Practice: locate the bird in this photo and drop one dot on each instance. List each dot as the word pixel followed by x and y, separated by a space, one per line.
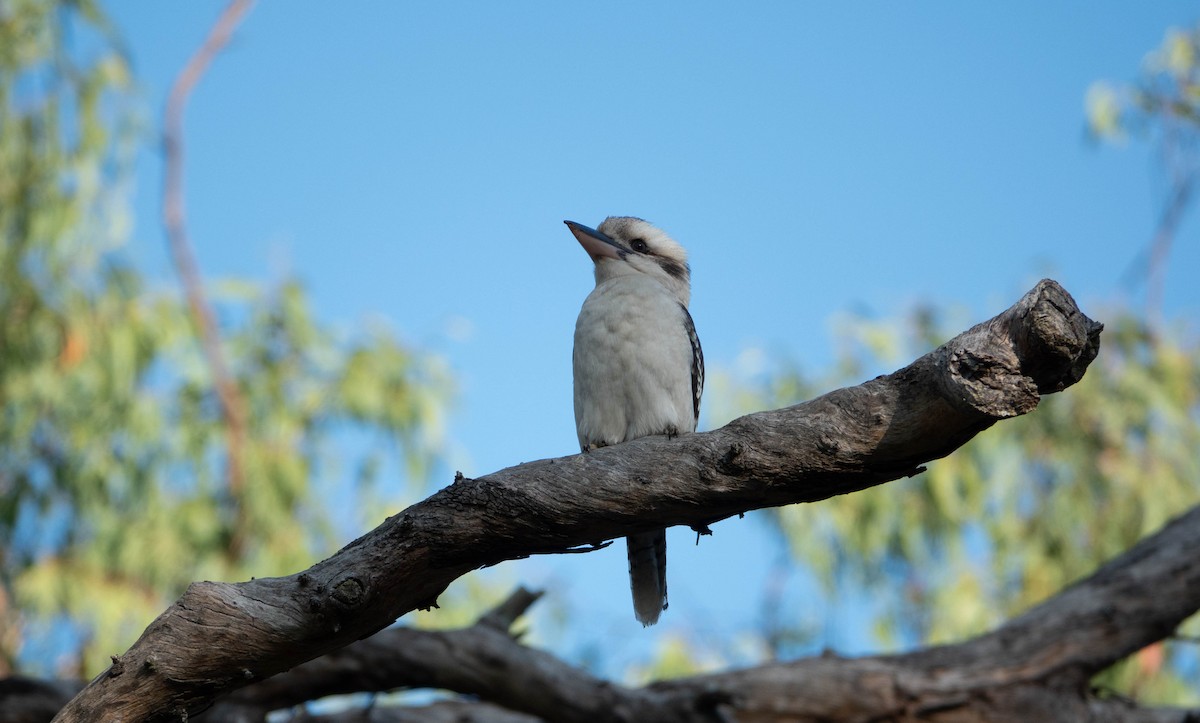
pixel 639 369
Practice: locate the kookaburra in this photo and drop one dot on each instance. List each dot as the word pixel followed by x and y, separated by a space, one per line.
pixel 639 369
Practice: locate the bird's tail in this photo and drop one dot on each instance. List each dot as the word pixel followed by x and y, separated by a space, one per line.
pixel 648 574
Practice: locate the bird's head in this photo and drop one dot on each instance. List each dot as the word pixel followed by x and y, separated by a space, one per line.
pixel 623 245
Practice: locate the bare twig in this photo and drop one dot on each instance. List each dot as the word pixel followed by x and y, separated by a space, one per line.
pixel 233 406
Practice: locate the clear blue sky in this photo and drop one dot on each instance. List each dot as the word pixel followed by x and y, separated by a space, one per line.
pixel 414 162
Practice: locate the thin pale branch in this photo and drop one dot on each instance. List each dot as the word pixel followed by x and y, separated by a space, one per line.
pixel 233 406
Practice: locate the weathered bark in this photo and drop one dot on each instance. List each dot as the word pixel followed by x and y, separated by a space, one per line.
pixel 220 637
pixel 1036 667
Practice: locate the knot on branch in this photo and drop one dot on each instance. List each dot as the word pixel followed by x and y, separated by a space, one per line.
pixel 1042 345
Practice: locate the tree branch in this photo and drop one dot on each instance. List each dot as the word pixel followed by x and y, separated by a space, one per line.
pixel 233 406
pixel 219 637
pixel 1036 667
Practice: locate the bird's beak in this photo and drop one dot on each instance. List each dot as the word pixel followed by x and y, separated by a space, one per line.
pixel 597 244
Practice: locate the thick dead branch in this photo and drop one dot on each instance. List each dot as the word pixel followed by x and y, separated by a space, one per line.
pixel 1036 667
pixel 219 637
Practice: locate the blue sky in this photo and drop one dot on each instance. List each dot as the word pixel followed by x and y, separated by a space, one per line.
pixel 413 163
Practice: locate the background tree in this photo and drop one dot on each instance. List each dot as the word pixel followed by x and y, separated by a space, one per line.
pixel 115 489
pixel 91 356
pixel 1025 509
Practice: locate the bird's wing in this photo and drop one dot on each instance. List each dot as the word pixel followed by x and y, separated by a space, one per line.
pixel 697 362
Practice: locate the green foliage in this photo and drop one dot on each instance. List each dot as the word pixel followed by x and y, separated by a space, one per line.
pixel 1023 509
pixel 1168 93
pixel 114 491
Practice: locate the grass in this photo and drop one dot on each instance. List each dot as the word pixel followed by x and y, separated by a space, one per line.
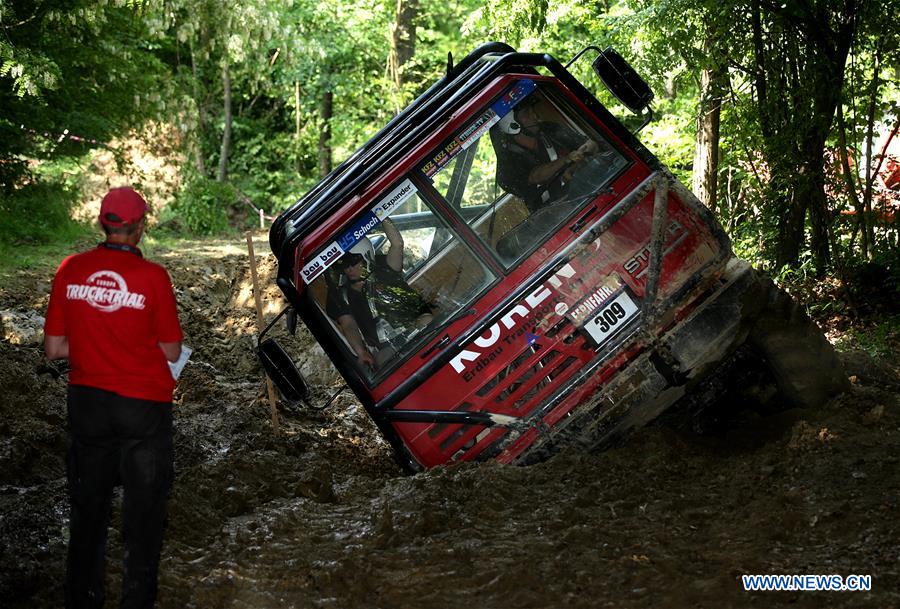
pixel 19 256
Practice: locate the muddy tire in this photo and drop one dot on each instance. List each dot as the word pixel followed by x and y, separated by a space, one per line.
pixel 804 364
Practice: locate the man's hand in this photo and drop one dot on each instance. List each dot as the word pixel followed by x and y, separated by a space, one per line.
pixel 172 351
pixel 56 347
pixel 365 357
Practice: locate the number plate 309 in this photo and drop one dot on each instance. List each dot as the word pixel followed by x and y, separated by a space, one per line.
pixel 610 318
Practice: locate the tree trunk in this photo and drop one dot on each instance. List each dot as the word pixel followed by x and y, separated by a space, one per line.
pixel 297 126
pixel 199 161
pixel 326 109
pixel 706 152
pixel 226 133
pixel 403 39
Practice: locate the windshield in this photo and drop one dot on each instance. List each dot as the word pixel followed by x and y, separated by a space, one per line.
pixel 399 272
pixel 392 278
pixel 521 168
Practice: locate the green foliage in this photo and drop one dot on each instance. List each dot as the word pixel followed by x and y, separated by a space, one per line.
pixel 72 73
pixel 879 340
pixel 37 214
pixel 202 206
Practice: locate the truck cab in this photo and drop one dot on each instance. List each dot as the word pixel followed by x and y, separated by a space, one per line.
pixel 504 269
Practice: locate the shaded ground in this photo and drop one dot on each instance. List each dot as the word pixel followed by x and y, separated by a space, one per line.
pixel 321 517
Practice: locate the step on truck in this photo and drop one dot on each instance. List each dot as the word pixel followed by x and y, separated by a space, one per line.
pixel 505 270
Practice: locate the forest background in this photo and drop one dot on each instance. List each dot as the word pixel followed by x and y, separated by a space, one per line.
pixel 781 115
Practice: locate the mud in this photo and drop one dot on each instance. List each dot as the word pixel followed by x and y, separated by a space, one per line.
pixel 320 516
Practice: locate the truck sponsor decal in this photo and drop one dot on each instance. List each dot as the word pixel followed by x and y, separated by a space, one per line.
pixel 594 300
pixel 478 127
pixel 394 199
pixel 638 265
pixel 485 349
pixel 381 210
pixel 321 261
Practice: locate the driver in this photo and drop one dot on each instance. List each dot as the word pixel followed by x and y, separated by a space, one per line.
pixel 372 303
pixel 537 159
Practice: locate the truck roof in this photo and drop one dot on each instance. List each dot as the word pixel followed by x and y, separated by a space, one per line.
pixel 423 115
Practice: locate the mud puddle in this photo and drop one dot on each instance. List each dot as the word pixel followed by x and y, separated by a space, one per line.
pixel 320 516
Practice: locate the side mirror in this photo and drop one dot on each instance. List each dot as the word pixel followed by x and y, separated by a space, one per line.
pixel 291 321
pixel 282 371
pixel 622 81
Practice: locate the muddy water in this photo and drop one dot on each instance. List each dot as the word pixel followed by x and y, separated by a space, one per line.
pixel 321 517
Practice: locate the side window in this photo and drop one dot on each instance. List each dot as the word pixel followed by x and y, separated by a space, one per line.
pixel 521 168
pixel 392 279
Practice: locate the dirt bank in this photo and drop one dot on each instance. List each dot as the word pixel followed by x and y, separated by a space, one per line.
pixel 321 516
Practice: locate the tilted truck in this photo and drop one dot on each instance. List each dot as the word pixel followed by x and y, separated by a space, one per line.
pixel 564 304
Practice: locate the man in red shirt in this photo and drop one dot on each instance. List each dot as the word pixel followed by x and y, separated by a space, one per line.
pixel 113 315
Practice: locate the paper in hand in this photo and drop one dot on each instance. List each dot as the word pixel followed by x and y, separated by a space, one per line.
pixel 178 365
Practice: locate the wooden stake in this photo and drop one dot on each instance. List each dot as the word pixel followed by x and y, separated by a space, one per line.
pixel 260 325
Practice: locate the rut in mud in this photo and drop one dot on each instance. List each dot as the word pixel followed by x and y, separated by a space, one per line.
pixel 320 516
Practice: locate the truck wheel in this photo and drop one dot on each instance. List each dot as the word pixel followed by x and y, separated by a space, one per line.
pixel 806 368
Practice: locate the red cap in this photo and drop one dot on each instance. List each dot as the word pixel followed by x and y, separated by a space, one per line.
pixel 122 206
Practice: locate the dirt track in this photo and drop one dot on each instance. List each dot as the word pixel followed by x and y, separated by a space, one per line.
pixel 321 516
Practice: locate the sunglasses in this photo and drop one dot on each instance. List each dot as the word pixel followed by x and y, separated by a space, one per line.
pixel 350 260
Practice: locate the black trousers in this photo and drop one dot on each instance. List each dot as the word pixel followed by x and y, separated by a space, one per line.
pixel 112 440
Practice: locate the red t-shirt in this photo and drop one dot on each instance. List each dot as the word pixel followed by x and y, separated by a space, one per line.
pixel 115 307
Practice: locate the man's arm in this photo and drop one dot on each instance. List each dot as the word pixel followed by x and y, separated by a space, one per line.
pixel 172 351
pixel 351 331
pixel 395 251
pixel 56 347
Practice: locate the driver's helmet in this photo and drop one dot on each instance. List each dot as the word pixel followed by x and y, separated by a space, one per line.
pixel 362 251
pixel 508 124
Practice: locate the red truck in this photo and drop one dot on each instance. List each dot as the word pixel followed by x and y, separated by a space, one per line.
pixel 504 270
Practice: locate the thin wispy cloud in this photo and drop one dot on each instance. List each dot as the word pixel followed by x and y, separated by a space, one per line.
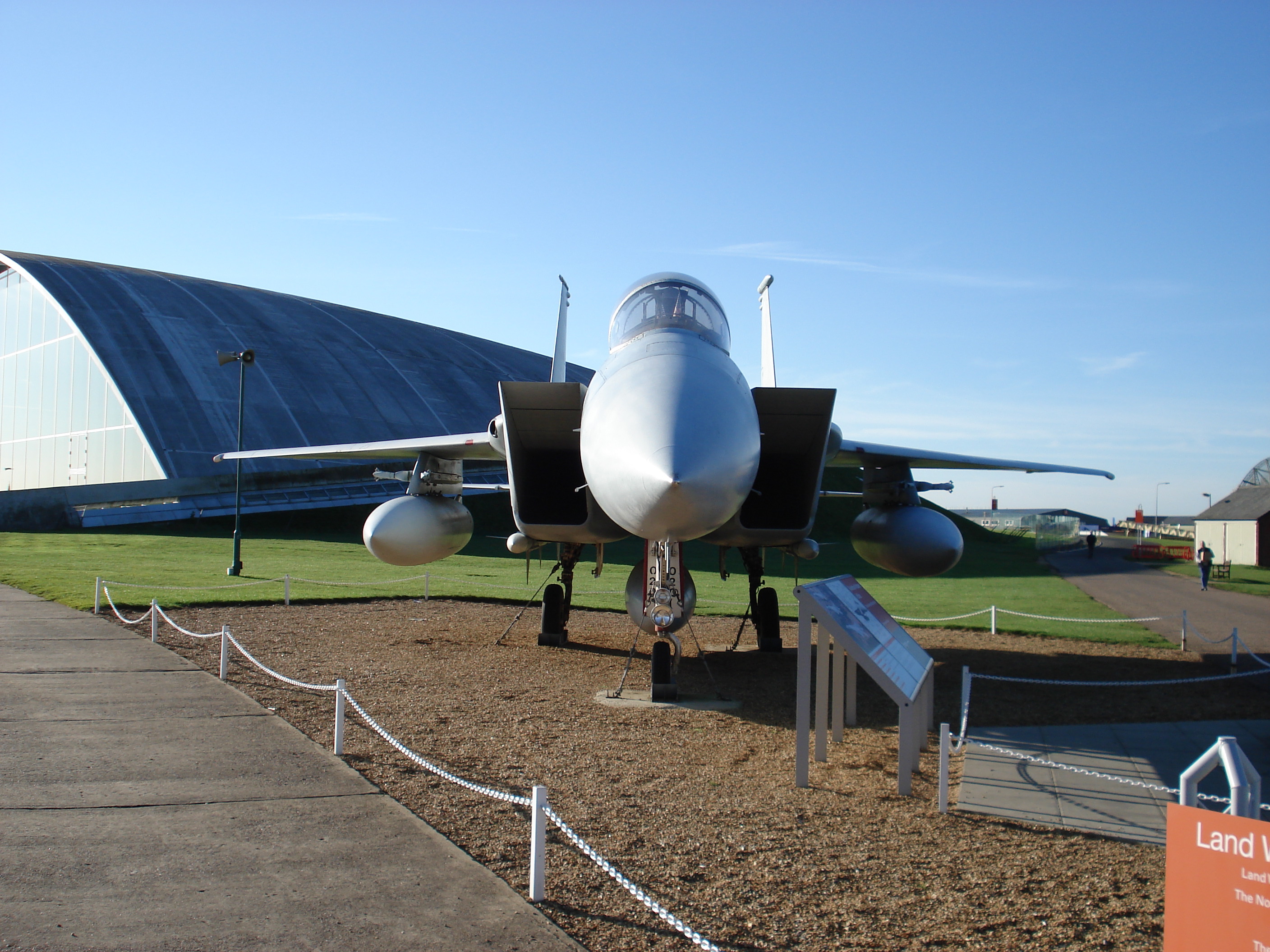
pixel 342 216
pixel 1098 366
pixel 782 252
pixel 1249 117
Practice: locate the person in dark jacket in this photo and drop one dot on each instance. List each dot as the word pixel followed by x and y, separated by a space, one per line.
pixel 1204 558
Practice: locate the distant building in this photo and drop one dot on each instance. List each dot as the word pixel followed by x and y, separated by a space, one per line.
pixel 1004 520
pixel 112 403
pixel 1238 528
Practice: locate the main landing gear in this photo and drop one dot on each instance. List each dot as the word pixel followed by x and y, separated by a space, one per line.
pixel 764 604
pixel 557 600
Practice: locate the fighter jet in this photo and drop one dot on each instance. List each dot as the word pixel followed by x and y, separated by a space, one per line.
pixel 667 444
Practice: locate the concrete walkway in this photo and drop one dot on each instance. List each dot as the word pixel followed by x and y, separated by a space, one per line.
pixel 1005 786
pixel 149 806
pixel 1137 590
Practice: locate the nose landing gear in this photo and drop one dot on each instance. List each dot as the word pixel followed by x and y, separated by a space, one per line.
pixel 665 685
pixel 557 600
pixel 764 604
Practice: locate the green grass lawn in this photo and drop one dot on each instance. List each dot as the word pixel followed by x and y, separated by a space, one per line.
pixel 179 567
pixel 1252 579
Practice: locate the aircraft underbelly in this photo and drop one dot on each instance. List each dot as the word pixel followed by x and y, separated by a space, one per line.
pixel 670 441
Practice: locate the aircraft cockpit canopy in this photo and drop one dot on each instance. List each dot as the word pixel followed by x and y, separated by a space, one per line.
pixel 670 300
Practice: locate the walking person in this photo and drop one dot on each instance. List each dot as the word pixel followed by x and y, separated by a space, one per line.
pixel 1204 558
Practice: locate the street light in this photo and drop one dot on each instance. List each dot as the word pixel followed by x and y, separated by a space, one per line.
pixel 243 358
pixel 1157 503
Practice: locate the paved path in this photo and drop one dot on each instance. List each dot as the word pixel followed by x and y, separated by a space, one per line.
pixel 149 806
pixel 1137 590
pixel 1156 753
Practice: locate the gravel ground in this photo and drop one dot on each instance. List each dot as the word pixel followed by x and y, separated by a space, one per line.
+--
*GIVEN EXERCISE*
Update the data starting at the line containing "Practice: locate the blue" and ending at the line containing "pixel 804 364", replacing "muddy tire" with "muddy wheel" and keeping everything else unchanged. Return only those lines, without the pictures.

*ANSWER TO THIS PROBLEM*
Practice: locate the blue sky in this photo and drop one dot on each instance. List each dot as the word pixel followed by x and y, separated by a space, one per line.
pixel 413 163
Practice: locate the background tree in this photo and drop one dot on each instance. List each dot as the word pixel followed by x and y, separated by a space, one per line.
pixel 115 489
pixel 91 356
pixel 1025 509
Practice: locate the bird's wing in this photo and drop one dot on each instance. List each dot as the word pixel followed by x and y, separated by a space, one per line.
pixel 697 362
Practice: locate the green foliage in this photo and drop one dot on each instance. List each dot as the word pixel followed by x and y, separated by a space, one per line.
pixel 1023 509
pixel 1168 93
pixel 114 491
Practice: locate the grass in this photo and drop one dot on each instance. List each dot as the word pixel followed by x and y, separated by a space, one per line.
pixel 19 256
Practice: locate the muddy wheel in this photo and drop one dot on each instance. List each dot as the word pixel followed by x and y, separated by a space, one per line.
pixel 804 364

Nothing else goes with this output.